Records
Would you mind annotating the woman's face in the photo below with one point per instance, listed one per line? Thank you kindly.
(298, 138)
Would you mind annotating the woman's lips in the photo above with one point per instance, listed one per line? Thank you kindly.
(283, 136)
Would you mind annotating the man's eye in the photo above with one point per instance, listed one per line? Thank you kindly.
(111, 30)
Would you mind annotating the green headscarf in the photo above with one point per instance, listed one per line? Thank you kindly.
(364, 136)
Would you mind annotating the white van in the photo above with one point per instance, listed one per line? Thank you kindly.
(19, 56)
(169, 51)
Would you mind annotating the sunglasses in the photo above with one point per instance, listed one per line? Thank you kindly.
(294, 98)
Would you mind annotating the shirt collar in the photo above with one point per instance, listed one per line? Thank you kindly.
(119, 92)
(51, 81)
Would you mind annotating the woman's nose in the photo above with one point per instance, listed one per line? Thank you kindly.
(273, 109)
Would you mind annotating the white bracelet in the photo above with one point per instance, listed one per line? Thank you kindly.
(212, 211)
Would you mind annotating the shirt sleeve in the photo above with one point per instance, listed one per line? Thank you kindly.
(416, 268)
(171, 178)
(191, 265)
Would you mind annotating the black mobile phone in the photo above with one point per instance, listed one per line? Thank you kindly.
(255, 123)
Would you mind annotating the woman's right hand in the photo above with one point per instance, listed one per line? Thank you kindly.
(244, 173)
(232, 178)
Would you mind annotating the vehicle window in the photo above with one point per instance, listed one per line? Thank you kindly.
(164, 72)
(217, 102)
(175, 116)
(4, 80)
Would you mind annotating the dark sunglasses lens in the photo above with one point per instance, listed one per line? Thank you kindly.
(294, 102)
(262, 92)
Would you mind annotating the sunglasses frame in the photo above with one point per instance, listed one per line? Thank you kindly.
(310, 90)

**Short exercise**:
Repeat, word for word, every line from the line that contains "Would you mind annotating the white bracelet" to the end of the entries; include both of those lines and no others.

**Task output**:
Would you mind annotating the white bracelet in the photo above with one point per instance, listed one per line? Thank you kindly.
(212, 211)
Would you mind annotating the shirt sleeve in the photo above with one point per instance, listed one per line? Thank you kindly.
(416, 268)
(171, 178)
(191, 265)
Would you mind annotating the black mobile phone in the photo above with one point per instance, listed one per line? Thank you kindly.
(255, 123)
Would you mind annotating the woman's right hand in the photo above with one point per instance, listed one per line? Thank you kindly.
(244, 173)
(232, 178)
Would you mind annotating the vehicle window in the photo above with one point per instance, listed one per line? Thank you kindly.
(164, 72)
(217, 102)
(175, 116)
(4, 80)
Would you mind annotating the dark sunglasses lens in the photo above with one point per instance, listed one per line? Thank you kindly.
(294, 102)
(262, 92)
Would you mind annotating the sunglasses frame in the photo above with one point per instance, listed one per line? Thank you kindly.
(310, 90)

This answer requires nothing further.